▶ DIRECTIVE: Count the lines in the recorded data below that contain the string "distant", treating uppercase and lowercase as different. Give only the number.

Recorded data
|---|
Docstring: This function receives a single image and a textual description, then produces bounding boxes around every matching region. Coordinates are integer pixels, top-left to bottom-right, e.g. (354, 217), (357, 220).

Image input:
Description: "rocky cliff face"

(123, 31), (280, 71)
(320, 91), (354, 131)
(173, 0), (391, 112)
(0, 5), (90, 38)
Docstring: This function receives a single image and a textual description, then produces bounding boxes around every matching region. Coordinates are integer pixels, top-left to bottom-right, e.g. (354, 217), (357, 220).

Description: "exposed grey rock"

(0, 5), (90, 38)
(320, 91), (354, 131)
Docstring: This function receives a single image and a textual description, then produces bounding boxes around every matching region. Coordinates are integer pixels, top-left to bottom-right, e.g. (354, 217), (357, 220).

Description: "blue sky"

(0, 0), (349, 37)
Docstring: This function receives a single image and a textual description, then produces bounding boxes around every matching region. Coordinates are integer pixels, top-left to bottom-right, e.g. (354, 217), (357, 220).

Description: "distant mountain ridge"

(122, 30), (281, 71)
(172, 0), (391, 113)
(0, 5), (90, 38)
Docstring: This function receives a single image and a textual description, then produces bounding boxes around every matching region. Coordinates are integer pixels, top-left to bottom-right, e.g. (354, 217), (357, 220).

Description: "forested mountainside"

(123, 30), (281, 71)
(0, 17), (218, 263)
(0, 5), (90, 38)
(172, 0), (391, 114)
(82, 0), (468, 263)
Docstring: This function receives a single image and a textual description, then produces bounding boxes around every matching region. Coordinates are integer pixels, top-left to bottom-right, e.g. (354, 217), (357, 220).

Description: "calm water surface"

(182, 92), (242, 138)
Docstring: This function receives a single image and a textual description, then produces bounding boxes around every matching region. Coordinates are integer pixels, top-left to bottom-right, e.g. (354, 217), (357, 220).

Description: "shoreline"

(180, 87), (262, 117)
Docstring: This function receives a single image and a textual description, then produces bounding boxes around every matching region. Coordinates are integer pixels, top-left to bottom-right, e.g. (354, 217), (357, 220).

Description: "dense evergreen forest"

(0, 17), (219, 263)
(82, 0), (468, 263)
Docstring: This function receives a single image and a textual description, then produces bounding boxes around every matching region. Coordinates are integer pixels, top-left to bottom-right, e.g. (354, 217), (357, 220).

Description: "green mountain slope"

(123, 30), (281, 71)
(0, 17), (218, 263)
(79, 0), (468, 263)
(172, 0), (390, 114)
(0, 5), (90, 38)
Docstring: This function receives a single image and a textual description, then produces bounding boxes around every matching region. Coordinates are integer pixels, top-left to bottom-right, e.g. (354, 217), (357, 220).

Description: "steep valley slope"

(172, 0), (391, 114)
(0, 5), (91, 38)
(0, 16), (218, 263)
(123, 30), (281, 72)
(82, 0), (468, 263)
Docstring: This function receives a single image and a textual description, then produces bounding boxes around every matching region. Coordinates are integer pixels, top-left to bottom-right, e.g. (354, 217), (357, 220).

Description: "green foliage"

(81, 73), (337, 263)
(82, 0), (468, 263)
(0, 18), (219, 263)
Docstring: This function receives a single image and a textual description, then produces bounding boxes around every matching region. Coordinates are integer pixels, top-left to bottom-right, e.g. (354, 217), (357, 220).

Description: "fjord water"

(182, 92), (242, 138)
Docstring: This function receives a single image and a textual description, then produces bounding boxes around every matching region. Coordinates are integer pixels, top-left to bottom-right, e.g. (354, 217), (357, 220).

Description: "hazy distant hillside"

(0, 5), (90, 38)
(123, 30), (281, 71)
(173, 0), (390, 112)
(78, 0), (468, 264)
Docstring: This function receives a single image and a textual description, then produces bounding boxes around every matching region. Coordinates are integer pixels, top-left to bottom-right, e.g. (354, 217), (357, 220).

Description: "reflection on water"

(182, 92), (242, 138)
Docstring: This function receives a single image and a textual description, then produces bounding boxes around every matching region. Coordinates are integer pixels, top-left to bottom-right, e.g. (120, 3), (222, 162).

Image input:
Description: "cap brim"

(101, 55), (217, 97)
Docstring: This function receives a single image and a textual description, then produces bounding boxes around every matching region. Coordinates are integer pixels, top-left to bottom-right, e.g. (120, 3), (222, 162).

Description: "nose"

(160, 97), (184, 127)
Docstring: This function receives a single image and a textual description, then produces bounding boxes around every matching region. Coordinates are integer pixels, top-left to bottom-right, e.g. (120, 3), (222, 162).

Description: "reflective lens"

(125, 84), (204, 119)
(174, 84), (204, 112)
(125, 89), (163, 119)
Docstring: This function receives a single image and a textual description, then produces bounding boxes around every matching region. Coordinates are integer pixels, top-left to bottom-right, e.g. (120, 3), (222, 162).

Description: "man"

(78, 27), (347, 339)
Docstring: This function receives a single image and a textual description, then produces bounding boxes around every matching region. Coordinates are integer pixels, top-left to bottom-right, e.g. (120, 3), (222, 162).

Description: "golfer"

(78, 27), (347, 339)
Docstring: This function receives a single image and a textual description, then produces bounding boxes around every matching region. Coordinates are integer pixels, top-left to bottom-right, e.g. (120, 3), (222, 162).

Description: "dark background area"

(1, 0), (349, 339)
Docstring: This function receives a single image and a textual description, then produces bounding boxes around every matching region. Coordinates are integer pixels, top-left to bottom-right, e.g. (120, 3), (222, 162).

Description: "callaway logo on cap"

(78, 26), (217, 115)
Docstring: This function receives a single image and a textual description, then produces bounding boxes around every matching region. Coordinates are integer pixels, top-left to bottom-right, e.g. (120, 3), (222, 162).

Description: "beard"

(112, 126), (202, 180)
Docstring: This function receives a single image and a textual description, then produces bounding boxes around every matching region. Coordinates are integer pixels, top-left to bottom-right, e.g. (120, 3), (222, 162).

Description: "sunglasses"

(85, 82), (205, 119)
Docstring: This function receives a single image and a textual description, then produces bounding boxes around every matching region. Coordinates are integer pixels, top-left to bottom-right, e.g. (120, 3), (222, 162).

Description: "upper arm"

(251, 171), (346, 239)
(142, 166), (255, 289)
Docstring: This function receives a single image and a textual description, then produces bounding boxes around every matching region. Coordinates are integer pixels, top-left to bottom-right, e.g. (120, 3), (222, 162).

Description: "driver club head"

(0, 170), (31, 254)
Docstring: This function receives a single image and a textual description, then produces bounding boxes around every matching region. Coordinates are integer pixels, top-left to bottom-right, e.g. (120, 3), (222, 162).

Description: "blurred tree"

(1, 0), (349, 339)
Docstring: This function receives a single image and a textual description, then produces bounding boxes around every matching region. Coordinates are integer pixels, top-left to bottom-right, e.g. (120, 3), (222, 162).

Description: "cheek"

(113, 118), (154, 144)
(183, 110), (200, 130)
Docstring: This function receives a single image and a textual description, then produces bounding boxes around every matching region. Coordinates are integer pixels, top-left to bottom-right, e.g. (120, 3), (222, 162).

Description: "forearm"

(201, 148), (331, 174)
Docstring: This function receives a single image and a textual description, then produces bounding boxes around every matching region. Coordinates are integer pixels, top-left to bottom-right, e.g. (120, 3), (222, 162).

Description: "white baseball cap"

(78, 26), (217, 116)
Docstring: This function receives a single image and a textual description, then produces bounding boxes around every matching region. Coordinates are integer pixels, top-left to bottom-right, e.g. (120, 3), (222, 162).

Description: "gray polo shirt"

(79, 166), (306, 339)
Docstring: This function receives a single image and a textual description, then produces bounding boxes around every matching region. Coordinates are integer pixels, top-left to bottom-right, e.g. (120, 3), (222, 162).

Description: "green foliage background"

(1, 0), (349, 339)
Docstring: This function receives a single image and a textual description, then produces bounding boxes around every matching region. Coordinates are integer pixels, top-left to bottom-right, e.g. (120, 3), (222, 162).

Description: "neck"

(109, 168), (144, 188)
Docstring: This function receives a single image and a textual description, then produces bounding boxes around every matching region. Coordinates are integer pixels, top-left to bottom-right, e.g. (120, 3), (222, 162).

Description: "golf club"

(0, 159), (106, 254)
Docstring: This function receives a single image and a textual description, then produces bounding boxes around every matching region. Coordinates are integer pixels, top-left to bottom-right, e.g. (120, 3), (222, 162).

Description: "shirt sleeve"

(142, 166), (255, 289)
|---|
▶ RESPONSE TO THE EXERCISE: 2